===== Extrait du document
Peut-être s’agit-il aussi de présenter une autre image du colon que celle d’un homme, riche et arrogant. Celle de celui qui a des origines obscures et pauvres, celui qui se bat toujours pour vivre dignement au-delà de la misère. Jacques est un orphelin qui grandit  au milieu de camarades qui ont perdu leur père au moment de la grande guerre. Le regroupement de la famille permet de réunir les forces de travail, et de survivre. Le petit Jacques ne manque de rien, mais avant l’âge permis, il ira travailler pour participer, par l’argent gagné, à la vie de la famille. L’excuse, donnée par la grand-mère,  nous sommes trop pauvres, permet au jeune garçon de ne plus passer ses journées dans le quartier fauve de la misère, mais dans le quartier du centre, où le riche ciment remplaçait le crépi du pauvre…. C’est au contact d’un de ses camarades, Georges Didier, que l’enfant  comprit ce qu’était une famille française moyenne. Son ami avait en France une maison de famille où il retournait en vacances… Il connaissait l’histoire de ses grands-parents et de ses arrières grands-parents… et cette longue histoire, vivante dans son imagination, le fournissaient aussi d’exemples et de préceptes pour la conduite de tous les jours.
==========
===== Jeu de données
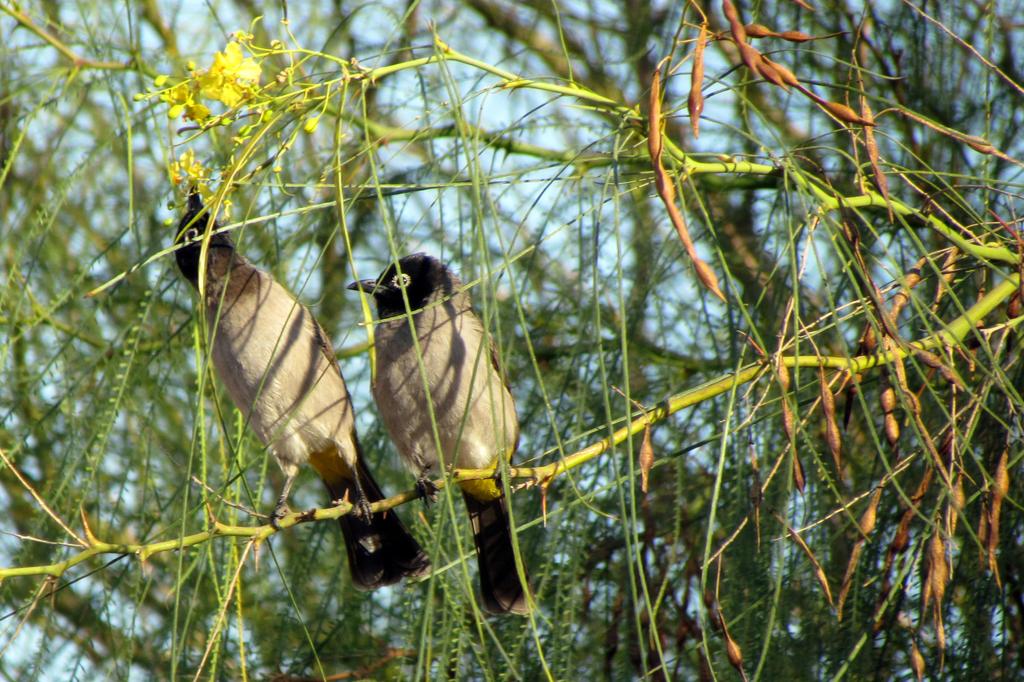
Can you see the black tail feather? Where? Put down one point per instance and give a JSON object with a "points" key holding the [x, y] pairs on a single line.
{"points": [[381, 551], [500, 586]]}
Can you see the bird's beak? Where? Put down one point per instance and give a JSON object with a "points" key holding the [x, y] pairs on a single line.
{"points": [[367, 286], [195, 200]]}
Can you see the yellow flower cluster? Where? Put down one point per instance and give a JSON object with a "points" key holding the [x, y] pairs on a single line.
{"points": [[231, 79], [187, 169], [194, 175]]}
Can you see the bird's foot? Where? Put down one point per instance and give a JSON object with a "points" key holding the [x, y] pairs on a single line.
{"points": [[281, 510], [427, 488]]}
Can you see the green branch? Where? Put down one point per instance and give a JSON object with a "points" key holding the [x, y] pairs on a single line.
{"points": [[953, 333]]}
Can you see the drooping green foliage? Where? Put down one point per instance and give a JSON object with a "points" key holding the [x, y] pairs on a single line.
{"points": [[816, 475]]}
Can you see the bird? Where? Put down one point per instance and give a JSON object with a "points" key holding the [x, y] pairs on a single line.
{"points": [[460, 387], [280, 370]]}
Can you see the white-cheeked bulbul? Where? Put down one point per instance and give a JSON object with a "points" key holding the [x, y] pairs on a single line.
{"points": [[467, 398], [282, 373]]}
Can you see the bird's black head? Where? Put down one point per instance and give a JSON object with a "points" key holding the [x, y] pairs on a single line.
{"points": [[189, 232], [424, 279]]}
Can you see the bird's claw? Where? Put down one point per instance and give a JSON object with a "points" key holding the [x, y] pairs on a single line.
{"points": [[427, 488], [281, 510]]}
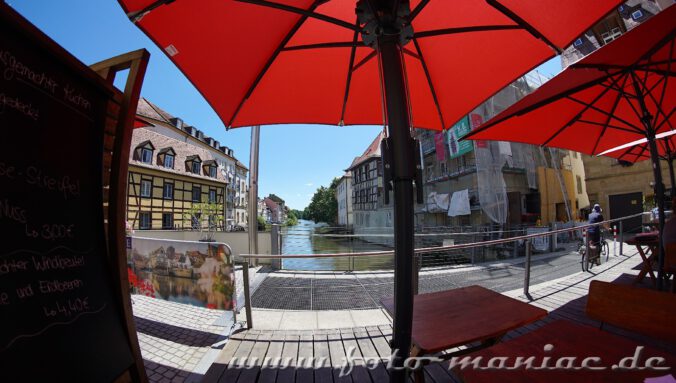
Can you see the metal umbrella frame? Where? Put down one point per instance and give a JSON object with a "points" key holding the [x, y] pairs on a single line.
{"points": [[639, 151], [384, 26], [620, 92]]}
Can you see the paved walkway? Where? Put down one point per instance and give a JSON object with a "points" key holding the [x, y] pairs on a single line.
{"points": [[176, 339], [564, 298], [329, 290], [180, 342]]}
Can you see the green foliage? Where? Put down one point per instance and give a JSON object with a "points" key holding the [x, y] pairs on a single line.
{"points": [[261, 222], [291, 220], [197, 217], [275, 198], [324, 206]]}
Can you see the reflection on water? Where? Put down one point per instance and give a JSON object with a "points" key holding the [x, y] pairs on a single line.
{"points": [[299, 239], [195, 273]]}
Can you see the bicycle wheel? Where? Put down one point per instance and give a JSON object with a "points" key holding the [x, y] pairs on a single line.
{"points": [[592, 258], [583, 258]]}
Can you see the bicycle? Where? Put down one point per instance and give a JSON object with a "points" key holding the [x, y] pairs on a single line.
{"points": [[603, 252]]}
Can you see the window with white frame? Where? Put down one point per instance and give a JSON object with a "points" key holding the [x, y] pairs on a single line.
{"points": [[168, 191], [144, 152], [146, 188], [196, 194], [167, 221], [168, 161], [144, 220]]}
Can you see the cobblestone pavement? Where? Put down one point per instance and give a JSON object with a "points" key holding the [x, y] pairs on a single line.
{"points": [[176, 339], [327, 290]]}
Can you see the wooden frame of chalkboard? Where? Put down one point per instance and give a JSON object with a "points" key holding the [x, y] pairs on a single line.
{"points": [[64, 294]]}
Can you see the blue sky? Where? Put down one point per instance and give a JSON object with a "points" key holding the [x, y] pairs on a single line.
{"points": [[291, 165]]}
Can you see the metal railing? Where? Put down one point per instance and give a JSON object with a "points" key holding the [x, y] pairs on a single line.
{"points": [[525, 238]]}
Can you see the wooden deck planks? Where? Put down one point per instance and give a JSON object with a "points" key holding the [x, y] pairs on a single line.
{"points": [[563, 300], [337, 356]]}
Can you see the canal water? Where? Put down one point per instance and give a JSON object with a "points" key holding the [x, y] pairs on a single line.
{"points": [[310, 238]]}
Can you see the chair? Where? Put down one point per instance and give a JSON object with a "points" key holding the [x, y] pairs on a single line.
{"points": [[645, 311]]}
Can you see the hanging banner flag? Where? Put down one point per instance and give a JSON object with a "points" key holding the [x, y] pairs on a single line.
{"points": [[477, 120], [439, 141], [455, 133]]}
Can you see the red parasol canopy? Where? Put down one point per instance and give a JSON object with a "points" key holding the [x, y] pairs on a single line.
{"points": [[593, 105], [303, 61], [640, 151], [621, 93], [402, 64]]}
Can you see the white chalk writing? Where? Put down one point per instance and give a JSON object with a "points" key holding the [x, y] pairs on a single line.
{"points": [[23, 107]]}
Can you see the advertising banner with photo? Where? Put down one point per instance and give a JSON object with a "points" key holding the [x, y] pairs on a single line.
{"points": [[197, 273], [439, 141], [455, 147], [476, 121]]}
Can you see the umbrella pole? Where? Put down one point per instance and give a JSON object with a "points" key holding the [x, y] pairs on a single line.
{"points": [[659, 195], [646, 119], [403, 173]]}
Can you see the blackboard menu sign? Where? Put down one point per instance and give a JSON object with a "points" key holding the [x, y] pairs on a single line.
{"points": [[58, 318]]}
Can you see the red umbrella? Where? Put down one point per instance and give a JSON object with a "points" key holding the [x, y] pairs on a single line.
{"points": [[640, 151], [620, 93], [420, 64]]}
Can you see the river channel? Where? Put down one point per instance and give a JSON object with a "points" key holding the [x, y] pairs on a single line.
{"points": [[310, 238]]}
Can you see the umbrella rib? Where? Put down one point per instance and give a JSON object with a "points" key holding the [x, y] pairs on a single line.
{"points": [[353, 52], [638, 129], [135, 17], [601, 111], [365, 60], [629, 152], [344, 44], [627, 96], [272, 58], [523, 23], [649, 93], [537, 105], [416, 11], [612, 111], [429, 82], [666, 121], [643, 150], [666, 77], [450, 31], [634, 131], [304, 12], [580, 113], [410, 53]]}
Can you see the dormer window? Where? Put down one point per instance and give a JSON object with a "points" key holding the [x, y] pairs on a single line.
{"points": [[144, 152], [193, 164], [165, 158], [210, 168]]}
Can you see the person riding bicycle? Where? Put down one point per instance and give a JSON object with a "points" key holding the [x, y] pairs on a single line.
{"points": [[594, 232]]}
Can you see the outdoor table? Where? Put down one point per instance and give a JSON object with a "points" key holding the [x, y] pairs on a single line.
{"points": [[565, 339], [651, 241], [464, 316]]}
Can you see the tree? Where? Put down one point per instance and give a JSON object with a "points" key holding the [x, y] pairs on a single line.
{"points": [[196, 215], [275, 198], [261, 223], [324, 206], [291, 219]]}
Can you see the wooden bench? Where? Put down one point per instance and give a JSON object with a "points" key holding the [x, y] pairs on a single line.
{"points": [[648, 312]]}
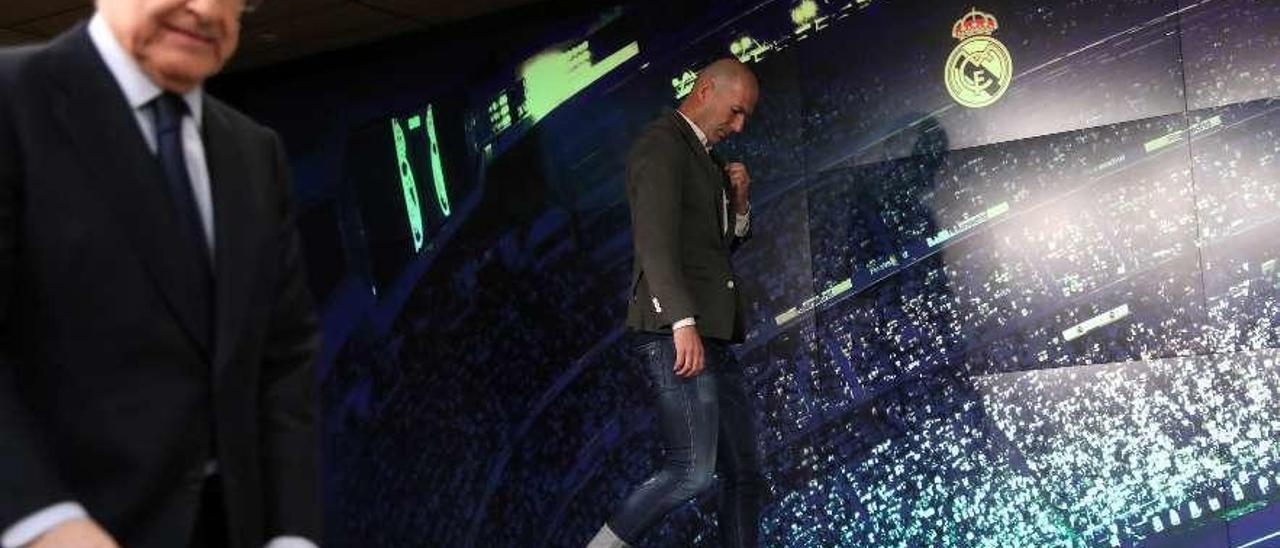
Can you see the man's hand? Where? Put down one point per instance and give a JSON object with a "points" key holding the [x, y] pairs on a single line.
{"points": [[78, 533], [740, 183], [689, 352]]}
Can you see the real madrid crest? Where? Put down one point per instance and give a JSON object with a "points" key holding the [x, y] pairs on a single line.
{"points": [[979, 69]]}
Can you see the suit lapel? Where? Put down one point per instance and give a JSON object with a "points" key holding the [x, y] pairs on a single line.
{"points": [[712, 177], [122, 170], [234, 224]]}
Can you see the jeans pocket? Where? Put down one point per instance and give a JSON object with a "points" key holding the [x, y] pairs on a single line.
==========
## Consigne A:
Pour chaque affirmation, indiquez par oui ou par non si elle s'accorde avec le texte sur l'enfance de Jacques, et citez les mots du texte qui le montrent : (i) Jacques est orphelin ; (ii) le petit Jacques manque de tout ; (iii) Georges Didier possédait en France une maison de famille.
## Consigne B:
Résumez en deux phrases le texte sur l'enfance de Jacques.
## Consigne C:
Poursuivez le texte sur l'enfance de Jacques après sa dernière phrase.

## Corrigé A:
(i) Oui : « Jacques est un orphelin ».
(ii) Non : « Le petit Jacques ne manque de rien ».
(iii) Oui : « Son ami avait en France une maison de famille où il retournait en vacances ».

## Corrigé B:
Le texte envisage de montrer une autre image du colon, celle d'un homme aux origines pauvres qui se bat pour vivre dignement, à travers Jacques, un orphelin qui part travailler avant l'âge permis pour aider sa famille. Au contact de son camarade Georges Didier, Jacques comprend ce qu'est une famille française moyenne, avec sa maison de famille en France et une longue histoire qui lui fournit des exemples et des préceptes.

## Corrigé C:
L’absence de lignée renvoie à la solitude d’une construction individuelle où chaque jour la morale doit se construire. Dire cette misère-là qui est le constat de l’absence de mémoire, écrire la misère de tous les jours sont des moyens de lutter contre l’oubli de ces combats quotidiens. La mémoire des pauvres est déjà moins nourrie que celle des riches, elle a moins de repères dans l’espace puisqu’ils quittent rarement le lieu où ils vivent, moins de repères aussi dans le temps d’une vie uniforme et grise… Le temps perdu ne se retrouve que chez les riches. Pour les pauvres, il marque seulement les traces vagues du chemin de la mort. Et puis, pour bien supporter, il ne faut pas trop se souvenir, il fallait se trouver tout près des jours…
La pauvreté est bien réelle dans les deux communautés. Pour cet enfant de la misère qu’est Jacques, l’attachement reste fort envers son ami Pierre avec qui il partage cette communauté de destin, Jacques, et Pierre aussi, quoique à un degré moindre, se sentaient d’une autre espèce, sans passé ni maison de famille, ni grenier bourré de lettres et de photos, citoyens d’une nation imprécise où la neige couvrait les toits alors qu’eux-mêmes grandissaient sous un soleil fixe et sauvage, munis d’une morale des plus élémentaires qui proscrivait par exemple le vol, qui leur recommandait de défendre la mère et la femme… .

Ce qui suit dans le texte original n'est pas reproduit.